→ **DOCUMENT EXCERPT**
Start of Block

Thursday, August 09, 2012

Forbes’ Rich Karlgaard
  • ’Roids. From Steve Sailer on one of his fave subjects, HBD and sports, related to the Olympics.
  • Lance made suffering cool. Lance is like a secular Jesus. His suffering and ultimate triumph gives hope. This hope is why most weekend cyclists, along with most cancer patients and survivors throughout the world, DO NOT WANT TO HEAR about the possibility of Lance and steroids, Lance and human growth hormones, Lance and EPO, Lance and blood transfusions. We do not want to hear that Lance Armstrong cheated to win. Millions of us have too much invested in Lance Armstrong to learn otherwise. LRC once rhetorically asked why not come clean (ha) and have drug-enhanced sports. Because the customers still buy the myth of pure sports.
  • How tech is changing health care and especially college. As Jim C. has mentioned here, Khan Academy. More. I don’t believe the Luddites’ and the granolas’ scare posts on how the ’Net is turning people more autistic. I like Steve Jobs’ saying that these computers are a (exercise) bicycle for the mind. I think it’s made me smarter anyway.
  • How Visa is a Silicon Valley company.
  • Why the Facebook IPO flopped. Yes but I think Cracked spoke for most of us about LinkedIn. When it was hacked, we didn’t give it a second thought. ‘I think my boss two jobs ago linked to me.’
  • Free enterprise builds peace. The good sense of ‘money talks, bullsh*t walks’. Procter & Gamble. This global titan first reached $1 million in annual sales in ... 1859. Think about that milestone: It was two years before the Civil War, two decades before electri­city found its first practical use in Thomas Edison’s lightbulbs, a lifetime before the Wright brothers demonstrated powered flight at Kitty Hawk and a century before television soap operas, of which P&G was a prime sponsor. ... The company was started in the 1830s by William Procter, an English candlemaker, and James Gamble, an Irish soapmaker. Rather than squabble over the tense political topics of the day, such as Irish home rule, they put aside their differences, married sisters and built a company. Love and enterprise bridge all gaps. Nikola Tesla’s lightbulbs but anyway.

End of Block

→ **EXTRACTED RECORDS**
Start of Block

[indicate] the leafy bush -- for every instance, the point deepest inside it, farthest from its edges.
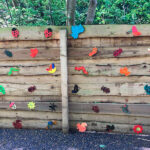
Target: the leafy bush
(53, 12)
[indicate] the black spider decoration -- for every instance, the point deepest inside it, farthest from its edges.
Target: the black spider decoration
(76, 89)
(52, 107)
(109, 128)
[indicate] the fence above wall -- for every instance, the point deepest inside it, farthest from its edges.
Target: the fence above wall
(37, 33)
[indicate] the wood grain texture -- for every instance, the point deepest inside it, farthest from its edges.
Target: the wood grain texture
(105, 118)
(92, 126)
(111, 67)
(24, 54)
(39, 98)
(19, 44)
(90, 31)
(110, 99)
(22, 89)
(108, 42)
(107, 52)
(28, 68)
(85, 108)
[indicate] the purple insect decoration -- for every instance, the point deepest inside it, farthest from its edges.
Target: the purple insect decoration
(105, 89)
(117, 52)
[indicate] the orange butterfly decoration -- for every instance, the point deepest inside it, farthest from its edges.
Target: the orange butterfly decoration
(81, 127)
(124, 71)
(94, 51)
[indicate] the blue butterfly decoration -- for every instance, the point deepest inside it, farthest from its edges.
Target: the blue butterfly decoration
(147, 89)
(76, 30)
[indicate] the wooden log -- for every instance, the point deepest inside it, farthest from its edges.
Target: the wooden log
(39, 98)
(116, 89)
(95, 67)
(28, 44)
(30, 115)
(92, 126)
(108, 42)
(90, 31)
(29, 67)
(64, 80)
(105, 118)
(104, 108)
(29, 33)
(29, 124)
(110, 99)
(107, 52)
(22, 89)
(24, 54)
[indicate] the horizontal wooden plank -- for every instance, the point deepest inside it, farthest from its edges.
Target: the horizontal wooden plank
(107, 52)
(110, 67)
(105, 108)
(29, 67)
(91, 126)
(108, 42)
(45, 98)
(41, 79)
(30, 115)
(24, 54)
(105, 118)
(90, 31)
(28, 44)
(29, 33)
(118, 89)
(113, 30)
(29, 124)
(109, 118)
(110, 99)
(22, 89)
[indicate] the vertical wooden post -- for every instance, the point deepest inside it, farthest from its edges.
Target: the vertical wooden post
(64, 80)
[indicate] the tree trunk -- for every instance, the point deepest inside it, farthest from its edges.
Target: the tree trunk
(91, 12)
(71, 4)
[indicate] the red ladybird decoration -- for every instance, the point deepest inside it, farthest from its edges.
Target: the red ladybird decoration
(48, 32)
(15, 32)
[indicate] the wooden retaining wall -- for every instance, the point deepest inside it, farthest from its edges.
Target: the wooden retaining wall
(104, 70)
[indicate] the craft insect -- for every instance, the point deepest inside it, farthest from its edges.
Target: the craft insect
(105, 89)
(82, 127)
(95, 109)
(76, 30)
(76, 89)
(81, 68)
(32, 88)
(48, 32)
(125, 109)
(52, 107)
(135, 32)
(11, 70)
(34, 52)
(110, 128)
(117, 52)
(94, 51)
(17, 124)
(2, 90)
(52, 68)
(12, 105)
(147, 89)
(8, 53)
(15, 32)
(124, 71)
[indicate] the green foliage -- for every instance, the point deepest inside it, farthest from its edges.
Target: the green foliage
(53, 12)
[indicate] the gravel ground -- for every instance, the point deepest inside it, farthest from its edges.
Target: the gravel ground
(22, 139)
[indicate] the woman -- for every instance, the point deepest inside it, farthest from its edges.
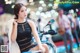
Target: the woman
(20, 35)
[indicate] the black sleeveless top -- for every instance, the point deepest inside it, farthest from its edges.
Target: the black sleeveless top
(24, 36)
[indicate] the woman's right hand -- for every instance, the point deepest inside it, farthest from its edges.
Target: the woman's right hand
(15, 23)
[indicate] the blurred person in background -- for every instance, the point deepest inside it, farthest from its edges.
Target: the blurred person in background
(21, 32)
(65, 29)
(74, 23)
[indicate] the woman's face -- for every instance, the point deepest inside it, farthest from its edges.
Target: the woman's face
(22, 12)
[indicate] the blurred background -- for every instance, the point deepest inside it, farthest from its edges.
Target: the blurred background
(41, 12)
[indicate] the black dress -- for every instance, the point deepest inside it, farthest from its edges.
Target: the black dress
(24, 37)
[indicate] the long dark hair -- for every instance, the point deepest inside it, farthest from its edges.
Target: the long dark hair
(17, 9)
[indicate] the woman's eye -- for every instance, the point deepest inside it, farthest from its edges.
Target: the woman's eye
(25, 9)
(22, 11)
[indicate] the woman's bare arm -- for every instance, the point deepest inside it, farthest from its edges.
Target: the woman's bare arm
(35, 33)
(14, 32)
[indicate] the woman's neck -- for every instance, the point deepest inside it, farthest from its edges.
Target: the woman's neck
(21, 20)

End of Block
Start of Block

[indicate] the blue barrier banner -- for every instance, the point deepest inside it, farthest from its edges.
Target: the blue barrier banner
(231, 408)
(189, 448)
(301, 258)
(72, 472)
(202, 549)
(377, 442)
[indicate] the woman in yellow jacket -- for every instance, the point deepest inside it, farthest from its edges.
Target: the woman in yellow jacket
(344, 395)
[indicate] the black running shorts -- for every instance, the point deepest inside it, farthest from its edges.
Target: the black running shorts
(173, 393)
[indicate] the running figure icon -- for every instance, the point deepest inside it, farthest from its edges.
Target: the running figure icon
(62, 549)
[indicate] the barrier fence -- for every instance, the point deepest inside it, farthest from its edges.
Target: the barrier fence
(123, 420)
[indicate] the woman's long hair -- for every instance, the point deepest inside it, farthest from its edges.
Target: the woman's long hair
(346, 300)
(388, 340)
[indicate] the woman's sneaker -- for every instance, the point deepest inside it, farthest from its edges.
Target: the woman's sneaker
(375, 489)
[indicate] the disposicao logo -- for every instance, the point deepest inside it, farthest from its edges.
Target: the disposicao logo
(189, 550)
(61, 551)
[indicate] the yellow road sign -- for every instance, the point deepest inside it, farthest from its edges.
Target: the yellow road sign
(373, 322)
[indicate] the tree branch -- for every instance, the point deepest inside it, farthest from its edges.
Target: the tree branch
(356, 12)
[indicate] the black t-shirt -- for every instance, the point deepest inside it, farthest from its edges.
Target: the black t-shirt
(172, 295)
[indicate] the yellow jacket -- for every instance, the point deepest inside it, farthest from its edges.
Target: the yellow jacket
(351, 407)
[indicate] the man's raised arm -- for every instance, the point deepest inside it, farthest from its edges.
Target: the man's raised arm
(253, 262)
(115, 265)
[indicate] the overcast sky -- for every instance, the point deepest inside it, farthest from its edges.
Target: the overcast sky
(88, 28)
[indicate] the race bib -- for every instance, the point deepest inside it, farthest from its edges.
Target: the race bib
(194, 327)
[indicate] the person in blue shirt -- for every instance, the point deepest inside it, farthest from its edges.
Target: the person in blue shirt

End of Block
Start of Block

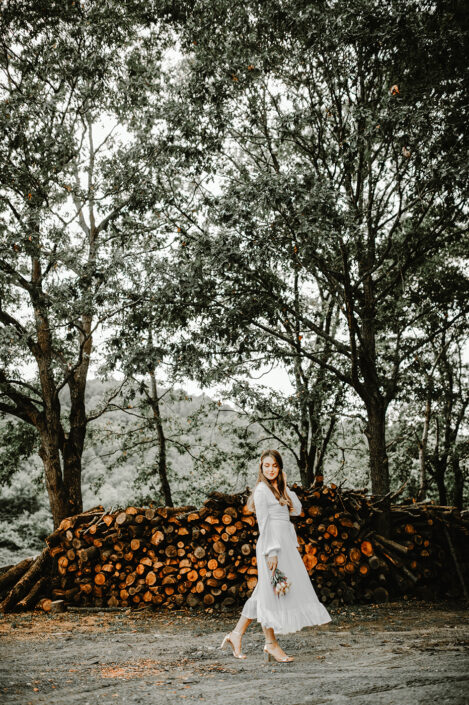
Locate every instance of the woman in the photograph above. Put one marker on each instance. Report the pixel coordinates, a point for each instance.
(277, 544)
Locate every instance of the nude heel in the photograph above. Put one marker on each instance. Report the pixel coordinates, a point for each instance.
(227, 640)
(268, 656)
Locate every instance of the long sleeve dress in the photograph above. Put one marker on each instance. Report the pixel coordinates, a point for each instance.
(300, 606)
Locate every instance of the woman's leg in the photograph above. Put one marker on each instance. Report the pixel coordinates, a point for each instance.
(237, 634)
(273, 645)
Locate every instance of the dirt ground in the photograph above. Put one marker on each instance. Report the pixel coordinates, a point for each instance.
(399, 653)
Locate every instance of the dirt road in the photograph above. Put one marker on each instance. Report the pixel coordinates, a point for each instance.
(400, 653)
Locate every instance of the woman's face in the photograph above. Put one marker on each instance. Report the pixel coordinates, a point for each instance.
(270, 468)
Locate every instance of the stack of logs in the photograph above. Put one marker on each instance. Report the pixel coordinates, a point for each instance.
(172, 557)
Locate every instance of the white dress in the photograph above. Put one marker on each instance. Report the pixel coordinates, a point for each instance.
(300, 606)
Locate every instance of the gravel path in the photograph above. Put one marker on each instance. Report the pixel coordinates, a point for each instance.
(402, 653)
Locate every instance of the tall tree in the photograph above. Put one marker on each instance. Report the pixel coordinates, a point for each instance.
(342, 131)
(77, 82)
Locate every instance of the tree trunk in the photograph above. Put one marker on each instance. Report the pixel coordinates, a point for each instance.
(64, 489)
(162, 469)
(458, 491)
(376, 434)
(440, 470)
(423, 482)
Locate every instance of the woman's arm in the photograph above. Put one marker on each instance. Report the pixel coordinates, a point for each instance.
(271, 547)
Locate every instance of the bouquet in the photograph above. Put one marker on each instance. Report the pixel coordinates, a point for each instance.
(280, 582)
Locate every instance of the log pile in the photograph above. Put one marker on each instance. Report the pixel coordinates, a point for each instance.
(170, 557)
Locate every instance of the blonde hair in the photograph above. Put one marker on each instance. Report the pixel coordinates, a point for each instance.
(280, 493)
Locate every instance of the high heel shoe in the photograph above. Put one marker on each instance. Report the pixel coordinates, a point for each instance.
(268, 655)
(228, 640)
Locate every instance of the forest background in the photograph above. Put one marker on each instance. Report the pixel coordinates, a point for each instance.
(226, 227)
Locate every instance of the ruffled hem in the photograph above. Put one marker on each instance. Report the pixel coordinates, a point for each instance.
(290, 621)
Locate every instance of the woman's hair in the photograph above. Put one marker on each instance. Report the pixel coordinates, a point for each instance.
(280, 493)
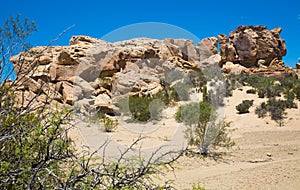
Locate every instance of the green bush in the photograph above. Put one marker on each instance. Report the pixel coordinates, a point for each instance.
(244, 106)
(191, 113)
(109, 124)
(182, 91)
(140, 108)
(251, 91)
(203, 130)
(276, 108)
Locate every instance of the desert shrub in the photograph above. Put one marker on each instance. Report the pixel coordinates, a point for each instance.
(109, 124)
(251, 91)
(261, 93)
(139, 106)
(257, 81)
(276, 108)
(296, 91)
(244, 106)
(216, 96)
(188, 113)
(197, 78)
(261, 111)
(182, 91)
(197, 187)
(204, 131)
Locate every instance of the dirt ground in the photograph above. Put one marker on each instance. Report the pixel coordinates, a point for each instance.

End of Block

→ **USING THE INFORMATION**
1: Reproduce the passage of the blog post that begins at the words "Thursday, August 09, 2012" and stops after the words "of pure sports.".
2: Decide whether each statement agrees with the blog post. Answer yes or no, and quote the words of the post that decide it. (a) Procter & Gamble first reached $1 million in annual sales in 1859. (b) William Procter was an Irish soapmaker. (c) The writer believes the ’Net is turning people more autistic.
3: According to the blog post, why do most weekend cyclists and most cancer patients and survivors not want to hear that Lance Armstrong may have used drugs?
The items have no connection to the blog post.

→ **ANSWERS BELOW**
1:
Thursday, August 09, 2012

Forbes’ Rich Karlgaard
  • ’Roids. From Steve Sailer on one of his fave subjects, HBD and sports, related to the Olympics.
  • Lance made suffering cool. Lance is like a secular Jesus. His suffering and ultimate triumph gives hope. This hope is why most weekend cyclists, along with most cancer patients and survivors throughout the world, DO NOT WANT TO HEAR about the possibility of Lance and steroids, Lance and human growth hormones, Lance and EPO, Lance and blood transfusions. We do not want to hear that Lance Armstrong cheated to win. Millions of us have too much invested in Lance Armstrong to learn otherwise. LRC once rhetorically asked why not come clean (ha) and have drug-enhanced sports. Because the customers still buy the myth of pure sports.

2:
(a) Yes: "This global titan first reached $1 million in annual sales in ... 1859."
(b) No: "William Procter, an English candlemaker"
(c) No: "I don’t believe the Luddites’ and the granolas’ scare posts on how the ’Net is turning people more autistic."

3: Lance Armstrong's suffering and ultimate triumph give them hope. The post states that this hope is why they do not want to hear about the possibility of steroids, human growth hormones, EPO or blood transfusions. It adds that millions have too much invested in him to learn otherwise.